4u Mathematics Marathon V 1.0 (1 Viewer)

[KeypadSDM]

Without the hint I suppose the only real method you could use is something like mine. Trying to get rid of the e^-x using manipulative algebra. Or noting the symmetry of the limits of integration, and using the fact that sin²[x] is even. All of those worked together quite nicely to make the question simpler.

 

[icycloud]

OK guys, since Keypad doesn't like posting questions, here is the next one!

Next Question:

Prove that 3^n > n^3 for all positive integers n > 3 using induction.

 

[KeypadSDM]

Next Question:

Prove that 3^n > n^3 for all positive integers n > 3 using induction.

This one's an easy one:

Spoiler

And we've gotta use the principle of mathematical induction. It's a shame, because we can do it fairly simply by using the property that the logarithm of x increases slower than any power of x:

Note, for n = 4 we have:

4 * Log[3] > 3 * Log[4], and as the logarithm increases slower than any power of x, we know that for all n >= 4 [integral or otherwise]:

n * Log[3] > 3 * Log[n] [for n > 4][strictly, as we started @ n = 4]
3ⁿ > n³ [Putting both sides to the power of e]

But alas, I need to do it the hard way:

Spoiler

RTP: 3ⁿ > n³ for all integers n > 3

For n = 4 we have:
3⁴ = 81 > 64 = 4³

Now assume the statement is true for n = k (>= 4)

:: Your task ::
Extract the entire math marathon thread, reproducing every line and symbol unchanged. The rows below stand apart from the math marathon thread.

[Object position labeling entries]
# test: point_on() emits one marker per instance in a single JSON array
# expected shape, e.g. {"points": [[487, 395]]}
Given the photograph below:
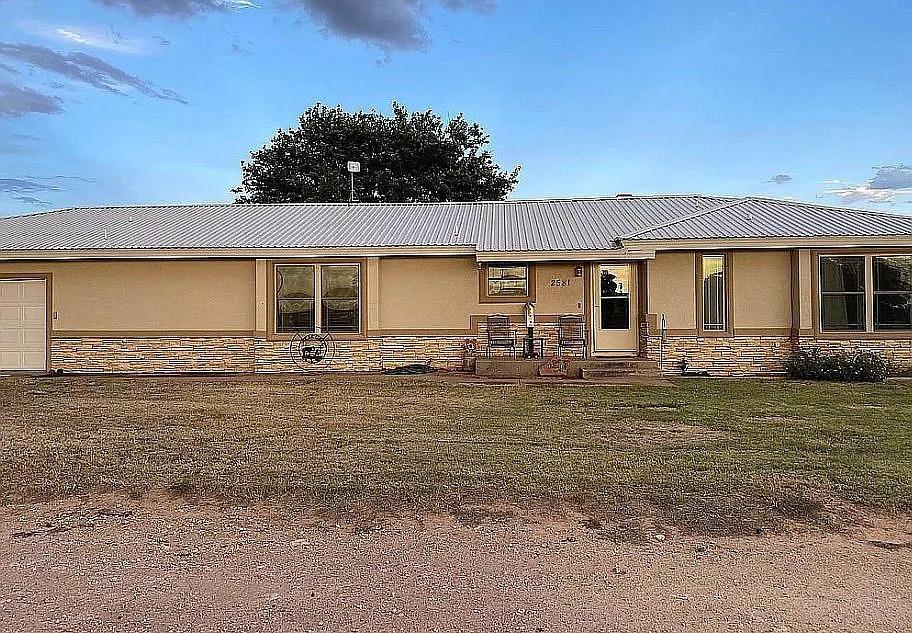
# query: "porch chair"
{"points": [[571, 334], [500, 334]]}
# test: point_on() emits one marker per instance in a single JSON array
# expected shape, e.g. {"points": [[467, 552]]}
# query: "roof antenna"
{"points": [[354, 167]]}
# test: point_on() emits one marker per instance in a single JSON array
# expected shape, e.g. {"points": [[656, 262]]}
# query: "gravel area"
{"points": [[163, 564]]}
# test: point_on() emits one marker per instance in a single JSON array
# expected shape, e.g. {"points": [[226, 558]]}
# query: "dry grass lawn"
{"points": [[709, 456]]}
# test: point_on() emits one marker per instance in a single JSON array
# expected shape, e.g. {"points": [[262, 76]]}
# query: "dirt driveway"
{"points": [[163, 564]]}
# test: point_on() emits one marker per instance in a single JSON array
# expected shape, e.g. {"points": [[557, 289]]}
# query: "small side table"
{"points": [[529, 345]]}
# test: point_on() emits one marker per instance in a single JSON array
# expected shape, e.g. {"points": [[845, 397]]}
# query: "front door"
{"points": [[614, 327]]}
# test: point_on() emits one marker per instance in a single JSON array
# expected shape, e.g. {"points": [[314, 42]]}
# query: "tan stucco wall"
{"points": [[140, 296], [559, 298], [761, 289], [671, 288], [427, 293]]}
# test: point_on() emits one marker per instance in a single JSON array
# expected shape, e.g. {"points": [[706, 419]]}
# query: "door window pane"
{"points": [[340, 291], [295, 298], [842, 294], [614, 290], [714, 298]]}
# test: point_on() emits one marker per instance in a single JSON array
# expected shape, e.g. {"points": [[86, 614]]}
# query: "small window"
{"points": [[507, 280], [295, 299], [892, 293], [714, 293], [842, 294]]}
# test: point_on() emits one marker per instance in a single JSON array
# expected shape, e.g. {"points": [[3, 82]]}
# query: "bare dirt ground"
{"points": [[100, 563]]}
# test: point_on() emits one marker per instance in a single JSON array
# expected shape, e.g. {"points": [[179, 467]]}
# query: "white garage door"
{"points": [[23, 325]]}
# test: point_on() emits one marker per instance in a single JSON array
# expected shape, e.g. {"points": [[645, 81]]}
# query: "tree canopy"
{"points": [[405, 157]]}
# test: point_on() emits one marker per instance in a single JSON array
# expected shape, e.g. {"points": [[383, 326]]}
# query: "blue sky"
{"points": [[157, 101]]}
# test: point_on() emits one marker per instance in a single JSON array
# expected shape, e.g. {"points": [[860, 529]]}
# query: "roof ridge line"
{"points": [[684, 218], [817, 205], [347, 204]]}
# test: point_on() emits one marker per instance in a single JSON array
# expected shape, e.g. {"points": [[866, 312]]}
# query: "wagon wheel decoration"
{"points": [[312, 349]]}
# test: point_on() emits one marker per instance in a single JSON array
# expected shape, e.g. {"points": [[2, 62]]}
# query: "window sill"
{"points": [[285, 336], [859, 335]]}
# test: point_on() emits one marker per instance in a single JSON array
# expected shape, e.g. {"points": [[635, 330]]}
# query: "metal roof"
{"points": [[769, 218], [486, 227]]}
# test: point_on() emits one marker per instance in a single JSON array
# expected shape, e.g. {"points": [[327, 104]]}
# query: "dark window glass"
{"points": [[615, 297], [842, 294], [510, 281], [893, 311], [340, 292], [843, 312], [893, 293], [714, 298], [615, 314], [893, 274], [295, 298], [842, 274]]}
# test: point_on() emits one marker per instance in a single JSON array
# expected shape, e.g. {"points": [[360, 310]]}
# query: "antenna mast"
{"points": [[354, 167]]}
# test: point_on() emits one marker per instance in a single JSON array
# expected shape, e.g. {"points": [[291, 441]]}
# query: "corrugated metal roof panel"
{"points": [[509, 226], [766, 218]]}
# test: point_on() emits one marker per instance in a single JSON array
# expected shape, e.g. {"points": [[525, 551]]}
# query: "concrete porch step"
{"points": [[589, 369]]}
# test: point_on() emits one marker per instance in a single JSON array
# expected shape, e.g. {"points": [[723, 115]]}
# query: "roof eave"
{"points": [[233, 253], [836, 241]]}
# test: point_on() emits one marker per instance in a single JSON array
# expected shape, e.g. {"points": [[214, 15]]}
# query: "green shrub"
{"points": [[842, 366]]}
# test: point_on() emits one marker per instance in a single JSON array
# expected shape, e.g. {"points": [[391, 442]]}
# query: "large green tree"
{"points": [[405, 157]]}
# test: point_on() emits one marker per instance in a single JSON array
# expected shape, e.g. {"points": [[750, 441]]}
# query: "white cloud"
{"points": [[94, 37], [865, 193], [888, 183]]}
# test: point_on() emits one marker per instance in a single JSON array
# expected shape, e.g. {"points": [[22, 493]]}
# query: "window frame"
{"points": [[726, 329], [272, 299], [483, 284], [877, 293], [863, 293], [869, 331]]}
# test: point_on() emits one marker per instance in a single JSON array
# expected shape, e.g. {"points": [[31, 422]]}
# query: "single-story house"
{"points": [[729, 285]]}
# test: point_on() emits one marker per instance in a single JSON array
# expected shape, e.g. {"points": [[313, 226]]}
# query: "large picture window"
{"points": [[714, 293], [892, 293], [318, 298], [842, 294]]}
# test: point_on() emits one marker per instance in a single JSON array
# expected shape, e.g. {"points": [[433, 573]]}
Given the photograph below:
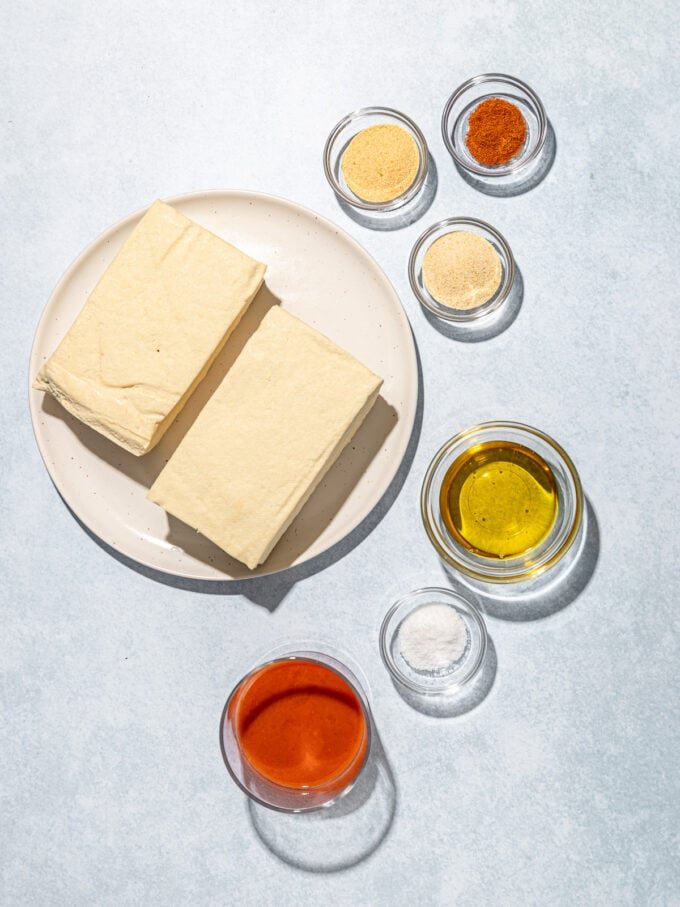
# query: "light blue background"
{"points": [[560, 788]]}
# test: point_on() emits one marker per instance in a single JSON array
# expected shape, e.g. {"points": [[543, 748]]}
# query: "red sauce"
{"points": [[299, 724]]}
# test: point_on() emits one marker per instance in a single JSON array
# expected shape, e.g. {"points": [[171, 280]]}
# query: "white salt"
{"points": [[432, 637]]}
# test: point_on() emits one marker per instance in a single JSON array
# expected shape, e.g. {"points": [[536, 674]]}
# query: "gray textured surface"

:: Output ::
4u Mathematics Marathon V 1.0 (1 Viewer)

[KeypadSDM]

Without the hint I suppose the only real method you could use is something like mine. Trying to get rid of the e^-x using manipulative algebra. Or noting the symmetry of the limits of integration, and using the fact that sin²[x] is even. All of those worked together quite nicely to make the question simpler.

 

[icycloud]

OK guys, since Keypad doesn't like posting questions, here is the next one!

Next Question:

Prove that 3^n > n^3 for all positive integers n > 3 using induction.

 

[KeypadSDM]

Next Question:

Prove that 3^n > n^3 for all positive integers n > 3 using induction.

This one's an easy one:

Spoiler

And we've gotta use the principle of mathematical induction. It's a shame, because we can do it fairly simply by using the property that the logarithm of x increases slower than any power of x:

Note, for n = 4 we have:

4 * Log[3] > 3 * Log[4], and as the logarithm increases slower than any power of x, we know that for all n >= 4 [integral or otherwise]:

n * Log[3] > 3 * Log[n] [for n > 4][strictly, as we started @ n = 4]
3ⁿ > n³ [Putting both sides to the power of e]

But alas, I need to do it the hard way:

Spoiler

RTP: 3ⁿ > n³ for all integers n > 3

For n = 4 we have:
3⁴ = 81 > 64 = 4³

Now assume the statement is true for n = k (>= 4)